◆ USING THE INFORMATION ◆
• a. Using the article on the Falease'ela Environment Protection Society, decide whether each statement agrees with it: (i) In 2007 a few matai from the village agreed that action was needed to protect their environment. (ii) The village put fifty rubbish bins around the village. (iii) The eco-tourism business began after the village started conserving its environment. Answer yes or no for each and quote the words from the article that settle it.
• b. Carry on the article on the Falease'ela Environment Protection Society, starting after its last sentence.
------ EXCERPT
Society steadfast with environment protection
Thirteen years after its establishment, the Falease'ela Environment Protection Society continues to protect the environment and promote eco-tourism in the region.
In 2007 a few matai from the village of Falease'ela agreed that action needed to be taken to protect their environment, especially the river that ran past the village.
F.E.P.S Project Manager Tuiafutea Orisene Vaafusuaga told the Samoa Observer in an interview that littering was a major challenge, and the village’s waste management challenges were compounded by the lack of rubbish stands.
“We live in Falease'ela and the river is the heart of who we are. There was rubbish everywhere and we didn’t have rubbish stands so we identified that. I talked with the matai and agreed that something needs to be done,” he said. “When you drive in there is a marsh and there were pigs and rubbish there and it interfered with our water pipe, which came from the watershed further up so there were health issues as well so we got together and decided to work out a plan.”
The village was able to receive funding to undertake a clean-up and then consider solutions for the other challenges that they faced.
According to Tuiafutea, the organisation hosted workshops for the village, where they discussed how their waste could be disposed of to ensure it did not impact their health.
“We got forty rubbish bins and we put them in the right places in the village, then after that we did small projects,” he said.
In 2014, when Samoa hosted the Small Island Developing States Conference, delegates visited Falease'ela and were shown the village’s waste management system and its impact in terms of conservation.
Tuiafutea said that they started the eco-tourism business in the village prior to embarking on the conservation of the environment.
“We do hikes all around our natural resources, coastal hike and waterfall hike. We have the river fales and we also host schools to learn about the aganuu, about the village life,” he added. “It brings together what village based tourism is all about and what the village can do to protect or to enhance their natural resources that are being given by the good Lord.”
------------
------ EXTRACTED ENTRIES
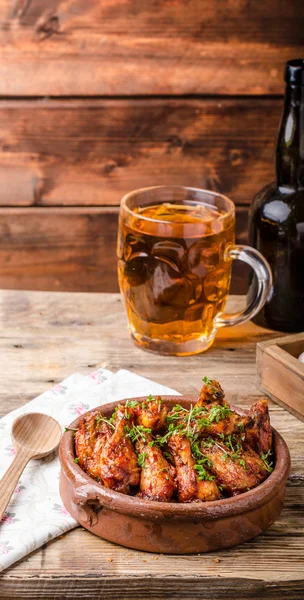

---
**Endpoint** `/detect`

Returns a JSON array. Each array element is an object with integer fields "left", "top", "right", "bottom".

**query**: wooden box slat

[
  {"left": 0, "top": 207, "right": 247, "bottom": 293},
  {"left": 0, "top": 98, "right": 282, "bottom": 206},
  {"left": 257, "top": 332, "right": 304, "bottom": 421},
  {"left": 0, "top": 0, "right": 304, "bottom": 96}
]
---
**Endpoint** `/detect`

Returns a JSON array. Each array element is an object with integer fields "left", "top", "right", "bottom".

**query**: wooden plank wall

[{"left": 0, "top": 0, "right": 304, "bottom": 292}]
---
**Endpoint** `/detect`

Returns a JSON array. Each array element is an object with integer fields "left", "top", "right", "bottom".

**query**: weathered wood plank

[
  {"left": 0, "top": 207, "right": 247, "bottom": 293},
  {"left": 0, "top": 98, "right": 282, "bottom": 206},
  {"left": 0, "top": 0, "right": 304, "bottom": 96},
  {"left": 0, "top": 290, "right": 304, "bottom": 600}
]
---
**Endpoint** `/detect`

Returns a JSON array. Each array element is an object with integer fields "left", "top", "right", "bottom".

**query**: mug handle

[{"left": 214, "top": 245, "right": 272, "bottom": 328}]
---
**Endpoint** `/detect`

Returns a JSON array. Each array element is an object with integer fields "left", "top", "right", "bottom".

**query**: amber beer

[{"left": 118, "top": 187, "right": 272, "bottom": 355}]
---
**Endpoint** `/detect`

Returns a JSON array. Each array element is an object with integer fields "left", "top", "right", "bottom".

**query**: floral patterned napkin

[{"left": 0, "top": 369, "right": 178, "bottom": 571}]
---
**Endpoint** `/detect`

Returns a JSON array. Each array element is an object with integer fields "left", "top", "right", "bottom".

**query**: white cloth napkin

[{"left": 0, "top": 369, "right": 178, "bottom": 571}]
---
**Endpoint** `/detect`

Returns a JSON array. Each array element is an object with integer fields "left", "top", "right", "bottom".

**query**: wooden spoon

[{"left": 0, "top": 413, "right": 61, "bottom": 521}]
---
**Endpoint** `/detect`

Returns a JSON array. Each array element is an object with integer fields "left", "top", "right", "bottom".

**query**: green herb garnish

[
  {"left": 96, "top": 414, "right": 115, "bottom": 429},
  {"left": 208, "top": 404, "right": 231, "bottom": 423},
  {"left": 260, "top": 450, "right": 273, "bottom": 473},
  {"left": 126, "top": 425, "right": 152, "bottom": 442},
  {"left": 137, "top": 452, "right": 148, "bottom": 469},
  {"left": 194, "top": 460, "right": 215, "bottom": 481},
  {"left": 125, "top": 400, "right": 139, "bottom": 408}
]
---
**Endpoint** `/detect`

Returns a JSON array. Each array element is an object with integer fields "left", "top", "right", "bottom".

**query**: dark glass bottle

[{"left": 249, "top": 59, "right": 304, "bottom": 332}]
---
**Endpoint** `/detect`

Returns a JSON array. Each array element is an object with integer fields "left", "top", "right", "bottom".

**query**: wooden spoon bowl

[
  {"left": 11, "top": 413, "right": 61, "bottom": 458},
  {"left": 0, "top": 413, "right": 61, "bottom": 521}
]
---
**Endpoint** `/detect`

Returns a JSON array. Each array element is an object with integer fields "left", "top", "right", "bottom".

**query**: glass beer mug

[{"left": 117, "top": 186, "right": 272, "bottom": 356}]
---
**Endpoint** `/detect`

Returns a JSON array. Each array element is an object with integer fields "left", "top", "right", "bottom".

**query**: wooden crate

[{"left": 257, "top": 332, "right": 304, "bottom": 421}]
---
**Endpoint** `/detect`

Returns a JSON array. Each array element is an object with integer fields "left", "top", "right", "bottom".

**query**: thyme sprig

[
  {"left": 137, "top": 452, "right": 148, "bottom": 469},
  {"left": 124, "top": 425, "right": 152, "bottom": 443},
  {"left": 260, "top": 450, "right": 273, "bottom": 473},
  {"left": 96, "top": 413, "right": 115, "bottom": 429}
]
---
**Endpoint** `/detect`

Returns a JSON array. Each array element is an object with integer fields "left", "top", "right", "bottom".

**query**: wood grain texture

[
  {"left": 0, "top": 98, "right": 283, "bottom": 206},
  {"left": 0, "top": 207, "right": 248, "bottom": 293},
  {"left": 0, "top": 0, "right": 304, "bottom": 96},
  {"left": 0, "top": 291, "right": 304, "bottom": 600},
  {"left": 257, "top": 333, "right": 304, "bottom": 421}
]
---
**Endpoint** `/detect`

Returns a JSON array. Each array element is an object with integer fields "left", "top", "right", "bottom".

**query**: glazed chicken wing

[
  {"left": 75, "top": 410, "right": 112, "bottom": 479},
  {"left": 134, "top": 396, "right": 168, "bottom": 433},
  {"left": 245, "top": 398, "right": 272, "bottom": 455},
  {"left": 136, "top": 435, "right": 175, "bottom": 502},
  {"left": 200, "top": 438, "right": 268, "bottom": 496},
  {"left": 99, "top": 406, "right": 139, "bottom": 494},
  {"left": 168, "top": 434, "right": 220, "bottom": 502}
]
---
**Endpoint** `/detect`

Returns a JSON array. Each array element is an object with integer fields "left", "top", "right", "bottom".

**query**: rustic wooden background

[{"left": 0, "top": 0, "right": 304, "bottom": 292}]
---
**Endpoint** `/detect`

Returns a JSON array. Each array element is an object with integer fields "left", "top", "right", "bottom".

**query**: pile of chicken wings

[{"left": 75, "top": 377, "right": 273, "bottom": 502}]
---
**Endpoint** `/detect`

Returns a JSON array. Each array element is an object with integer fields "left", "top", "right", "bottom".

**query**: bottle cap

[{"left": 284, "top": 58, "right": 304, "bottom": 86}]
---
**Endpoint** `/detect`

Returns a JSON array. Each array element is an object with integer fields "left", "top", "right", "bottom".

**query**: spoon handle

[{"left": 0, "top": 450, "right": 32, "bottom": 521}]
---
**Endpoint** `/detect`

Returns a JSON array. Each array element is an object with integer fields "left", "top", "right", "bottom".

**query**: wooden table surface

[{"left": 0, "top": 291, "right": 304, "bottom": 600}]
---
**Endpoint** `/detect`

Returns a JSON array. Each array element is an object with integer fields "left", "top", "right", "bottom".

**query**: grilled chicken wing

[
  {"left": 200, "top": 438, "right": 268, "bottom": 496},
  {"left": 168, "top": 434, "right": 220, "bottom": 502},
  {"left": 99, "top": 406, "right": 139, "bottom": 494},
  {"left": 168, "top": 403, "right": 253, "bottom": 437},
  {"left": 75, "top": 410, "right": 113, "bottom": 479},
  {"left": 136, "top": 435, "right": 176, "bottom": 502},
  {"left": 134, "top": 396, "right": 168, "bottom": 433},
  {"left": 245, "top": 398, "right": 272, "bottom": 454}
]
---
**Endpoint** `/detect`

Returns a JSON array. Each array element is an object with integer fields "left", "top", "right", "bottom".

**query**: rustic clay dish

[{"left": 60, "top": 396, "right": 290, "bottom": 554}]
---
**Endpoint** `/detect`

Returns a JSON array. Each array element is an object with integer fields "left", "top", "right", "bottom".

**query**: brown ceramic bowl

[{"left": 60, "top": 396, "right": 290, "bottom": 554}]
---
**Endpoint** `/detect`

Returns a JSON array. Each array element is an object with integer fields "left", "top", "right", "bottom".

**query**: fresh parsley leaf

[
  {"left": 260, "top": 450, "right": 273, "bottom": 473},
  {"left": 137, "top": 452, "right": 148, "bottom": 469}
]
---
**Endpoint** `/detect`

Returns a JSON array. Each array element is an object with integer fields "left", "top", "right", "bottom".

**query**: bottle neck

[{"left": 276, "top": 85, "right": 304, "bottom": 190}]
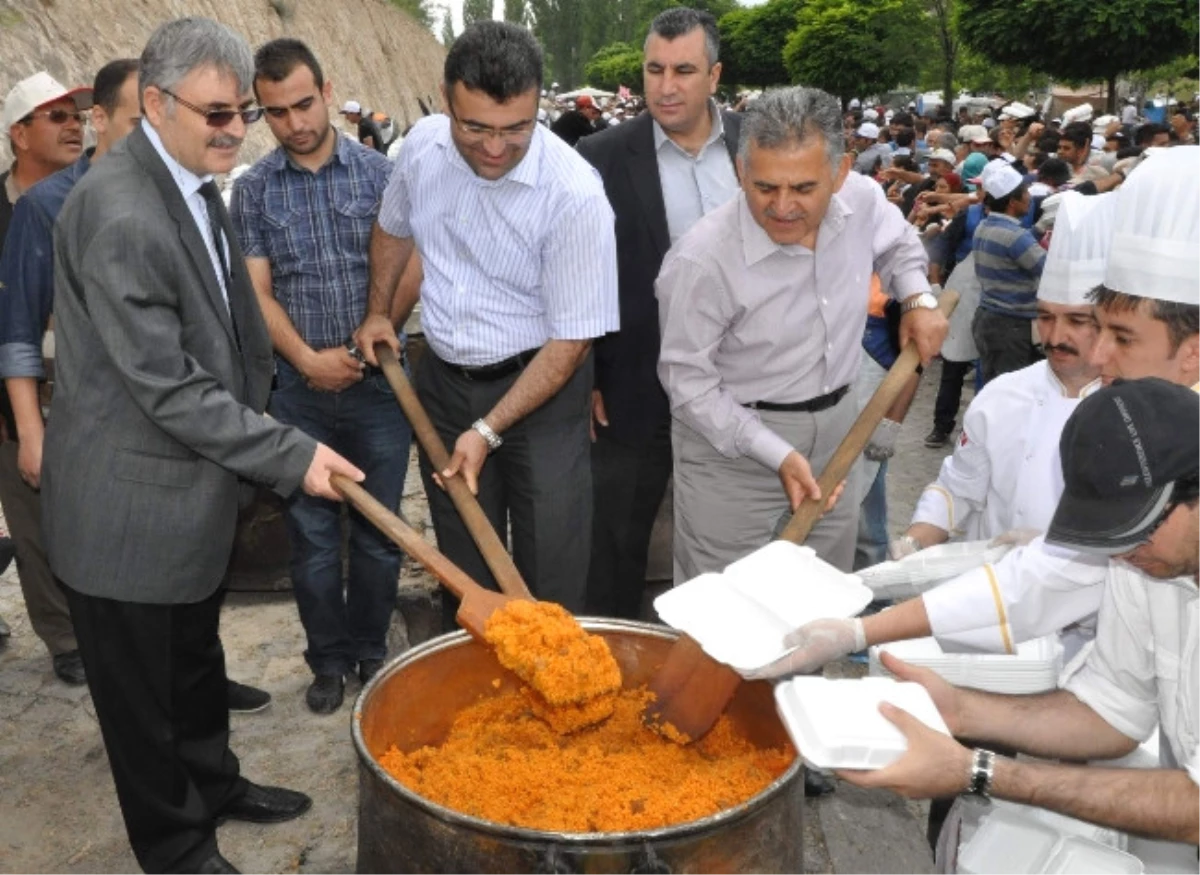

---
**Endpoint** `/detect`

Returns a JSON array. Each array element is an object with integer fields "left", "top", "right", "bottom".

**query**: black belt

[
  {"left": 438, "top": 347, "right": 541, "bottom": 383},
  {"left": 742, "top": 385, "right": 850, "bottom": 413}
]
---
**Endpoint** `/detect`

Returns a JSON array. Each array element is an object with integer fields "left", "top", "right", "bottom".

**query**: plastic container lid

[
  {"left": 654, "top": 541, "right": 871, "bottom": 671},
  {"left": 775, "top": 676, "right": 949, "bottom": 769}
]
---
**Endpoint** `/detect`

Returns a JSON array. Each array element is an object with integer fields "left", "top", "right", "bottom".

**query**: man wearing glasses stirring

[
  {"left": 355, "top": 22, "right": 619, "bottom": 627},
  {"left": 42, "top": 18, "right": 364, "bottom": 875}
]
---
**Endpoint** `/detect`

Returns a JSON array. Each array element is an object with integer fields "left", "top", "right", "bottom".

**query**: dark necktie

[{"left": 200, "top": 179, "right": 241, "bottom": 349}]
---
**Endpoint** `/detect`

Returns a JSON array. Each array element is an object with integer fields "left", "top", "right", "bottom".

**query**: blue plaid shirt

[{"left": 229, "top": 134, "right": 391, "bottom": 349}]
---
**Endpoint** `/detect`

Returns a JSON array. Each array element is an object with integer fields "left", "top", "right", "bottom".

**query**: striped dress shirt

[{"left": 379, "top": 115, "right": 619, "bottom": 367}]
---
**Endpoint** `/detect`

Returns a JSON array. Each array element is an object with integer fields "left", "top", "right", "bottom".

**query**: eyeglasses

[
  {"left": 158, "top": 88, "right": 263, "bottom": 127},
  {"left": 446, "top": 104, "right": 538, "bottom": 145},
  {"left": 20, "top": 109, "right": 84, "bottom": 125}
]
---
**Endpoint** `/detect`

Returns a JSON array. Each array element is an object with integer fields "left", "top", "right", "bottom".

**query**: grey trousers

[
  {"left": 671, "top": 392, "right": 862, "bottom": 586},
  {"left": 416, "top": 352, "right": 593, "bottom": 629},
  {"left": 0, "top": 441, "right": 76, "bottom": 657}
]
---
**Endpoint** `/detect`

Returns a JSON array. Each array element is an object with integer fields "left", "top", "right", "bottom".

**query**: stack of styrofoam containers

[
  {"left": 958, "top": 802, "right": 1145, "bottom": 875},
  {"left": 869, "top": 635, "right": 1062, "bottom": 694},
  {"left": 654, "top": 541, "right": 871, "bottom": 671}
]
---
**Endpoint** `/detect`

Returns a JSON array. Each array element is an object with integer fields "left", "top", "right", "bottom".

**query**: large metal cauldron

[{"left": 353, "top": 619, "right": 804, "bottom": 875}]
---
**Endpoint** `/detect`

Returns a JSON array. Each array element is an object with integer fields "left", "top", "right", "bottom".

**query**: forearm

[
  {"left": 5, "top": 377, "right": 46, "bottom": 441},
  {"left": 863, "top": 599, "right": 931, "bottom": 645},
  {"left": 956, "top": 689, "right": 1138, "bottom": 761},
  {"left": 367, "top": 222, "right": 416, "bottom": 318},
  {"left": 992, "top": 757, "right": 1200, "bottom": 845},
  {"left": 484, "top": 340, "right": 592, "bottom": 433}
]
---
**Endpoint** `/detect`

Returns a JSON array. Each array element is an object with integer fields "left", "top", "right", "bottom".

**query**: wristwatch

[
  {"left": 470, "top": 419, "right": 504, "bottom": 453},
  {"left": 900, "top": 292, "right": 937, "bottom": 313}
]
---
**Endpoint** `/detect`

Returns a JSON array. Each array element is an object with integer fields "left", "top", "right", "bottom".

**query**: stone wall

[{"left": 0, "top": 0, "right": 445, "bottom": 169}]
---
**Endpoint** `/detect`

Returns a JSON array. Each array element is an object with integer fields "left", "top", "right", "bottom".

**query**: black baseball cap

[{"left": 1046, "top": 378, "right": 1200, "bottom": 556}]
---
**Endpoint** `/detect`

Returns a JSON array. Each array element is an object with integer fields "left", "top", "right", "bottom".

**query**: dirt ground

[{"left": 0, "top": 357, "right": 970, "bottom": 875}]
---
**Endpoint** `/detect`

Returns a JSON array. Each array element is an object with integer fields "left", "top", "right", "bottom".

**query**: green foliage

[
  {"left": 958, "top": 0, "right": 1200, "bottom": 93},
  {"left": 462, "top": 0, "right": 492, "bottom": 28},
  {"left": 784, "top": 0, "right": 932, "bottom": 101},
  {"left": 719, "top": 0, "right": 804, "bottom": 88},
  {"left": 583, "top": 42, "right": 642, "bottom": 91},
  {"left": 389, "top": 0, "right": 433, "bottom": 28}
]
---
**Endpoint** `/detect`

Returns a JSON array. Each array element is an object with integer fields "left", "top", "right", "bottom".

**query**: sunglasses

[
  {"left": 158, "top": 88, "right": 263, "bottom": 127},
  {"left": 22, "top": 109, "right": 84, "bottom": 125}
]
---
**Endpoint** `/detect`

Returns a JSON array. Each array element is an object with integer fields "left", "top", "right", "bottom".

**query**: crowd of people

[{"left": 0, "top": 7, "right": 1200, "bottom": 875}]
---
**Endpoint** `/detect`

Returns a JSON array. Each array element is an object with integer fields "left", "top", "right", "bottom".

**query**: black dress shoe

[
  {"left": 359, "top": 659, "right": 383, "bottom": 683},
  {"left": 217, "top": 784, "right": 312, "bottom": 820},
  {"left": 54, "top": 651, "right": 88, "bottom": 687},
  {"left": 229, "top": 681, "right": 271, "bottom": 714},
  {"left": 304, "top": 675, "right": 346, "bottom": 714},
  {"left": 193, "top": 853, "right": 241, "bottom": 875},
  {"left": 804, "top": 766, "right": 838, "bottom": 799}
]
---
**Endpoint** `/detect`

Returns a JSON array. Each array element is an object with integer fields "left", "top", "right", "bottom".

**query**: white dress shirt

[{"left": 379, "top": 115, "right": 620, "bottom": 367}]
------------
◆ ANSWERS TO EACH TASK ◆
• a.
(i) Yes: "In 2007 a few matai from the village of Falease'ela agreed that action needed to be taken to protect their environment"
(ii) No: "We got forty rubbish bins and we put them in the right places in the village"
(iii) No: "they started the eco-tourism business in the village prior to embarking on the conservation of the environment"

• b.
Over the years since the setting up of the F.E.P.S. in 2007, the organisation’s membership kept on growing. The tree planting programme along the banks of the river started in 2014 to prevent soil erosion.
Tuiafutea said that they worked hard to ensure that the tree planting programme was successful.
“We have worked hard to maintain it. We plant the trees on both sides of the river. It started in 2014 and is still continuing. We also maintain the mangroves area and plant trees there,” he said.
When asked about eco-tourism in the village prior to the onset of the COVID-19 global pandemic, he said business was good that time as they had a lot of visitors and it started to have spinoff benefits such as the setting up of a car rental as well as beach fales.
He added they are still working on different projects in partnership with New Zealand’s Auckland Zoo, specifically in rodent management in the area.
Falease'ela is also one of the homes of the endangered Manumea bird, the national bird of Samoa.
When asked if this has attracted international bird watchers into the village, Tuiafutea said it has always been part of their goal as an ecotourism operator to consider different eco-activities, and bird watching is one of them.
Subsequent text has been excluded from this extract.